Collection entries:
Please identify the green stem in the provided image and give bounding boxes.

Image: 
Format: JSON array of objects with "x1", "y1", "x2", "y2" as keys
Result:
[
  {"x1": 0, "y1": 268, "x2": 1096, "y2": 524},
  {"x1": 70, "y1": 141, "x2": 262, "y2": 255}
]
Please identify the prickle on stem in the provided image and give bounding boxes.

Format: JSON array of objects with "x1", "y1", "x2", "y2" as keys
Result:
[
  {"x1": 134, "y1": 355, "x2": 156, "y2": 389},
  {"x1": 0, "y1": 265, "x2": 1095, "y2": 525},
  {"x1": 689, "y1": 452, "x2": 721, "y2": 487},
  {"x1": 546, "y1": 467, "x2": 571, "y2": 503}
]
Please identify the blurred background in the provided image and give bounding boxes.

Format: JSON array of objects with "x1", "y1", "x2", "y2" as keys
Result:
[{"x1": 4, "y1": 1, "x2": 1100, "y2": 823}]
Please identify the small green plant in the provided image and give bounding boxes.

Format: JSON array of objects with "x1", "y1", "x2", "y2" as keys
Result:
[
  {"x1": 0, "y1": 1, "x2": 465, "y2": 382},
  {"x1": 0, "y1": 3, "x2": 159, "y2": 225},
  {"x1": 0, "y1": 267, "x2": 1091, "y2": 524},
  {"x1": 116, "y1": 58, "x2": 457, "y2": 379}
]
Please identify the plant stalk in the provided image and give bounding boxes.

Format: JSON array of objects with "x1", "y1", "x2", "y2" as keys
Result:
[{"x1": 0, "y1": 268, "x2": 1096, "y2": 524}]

INSTRUCTIONS FOR THE TASK -> Every single record is to be set down again, unaltered.

FINISHED EXERCISE ->
Please identify the green stem in the provided image and give bounding boxes.

Image: 
Format: JSON array of objects with "x1", "y1", "x2", "y2" as keys
Result:
[
  {"x1": 0, "y1": 268, "x2": 1096, "y2": 524},
  {"x1": 70, "y1": 141, "x2": 262, "y2": 255}
]
Please identify the prickle on stem in the provided image and give bounding boxes.

Format: JSON array of objects with "x1", "y1", "x2", "y2" as keys
Result:
[
  {"x1": 134, "y1": 355, "x2": 156, "y2": 389},
  {"x1": 0, "y1": 265, "x2": 1095, "y2": 525},
  {"x1": 689, "y1": 452, "x2": 721, "y2": 487},
  {"x1": 546, "y1": 467, "x2": 571, "y2": 503}
]
Please identify the blurred background in the provided image and give bounding boxes.

Format: JSON array of objects with "x1", "y1", "x2", "y2" as keys
Result:
[{"x1": 4, "y1": 1, "x2": 1100, "y2": 823}]
Please identify the small green plant in the provided image and give bounding boxes.

Format: JSON array of objects with "x1", "y1", "x2", "y2" as keys
Result:
[
  {"x1": 0, "y1": 1, "x2": 465, "y2": 382},
  {"x1": 0, "y1": 3, "x2": 159, "y2": 225},
  {"x1": 0, "y1": 267, "x2": 1091, "y2": 524},
  {"x1": 116, "y1": 58, "x2": 457, "y2": 379}
]
Please identify the plant stalk in the provided image and give bounding boxes.

Format: JSON array of objects with "x1", "y1", "x2", "y2" as keys
Result:
[{"x1": 0, "y1": 268, "x2": 1096, "y2": 524}]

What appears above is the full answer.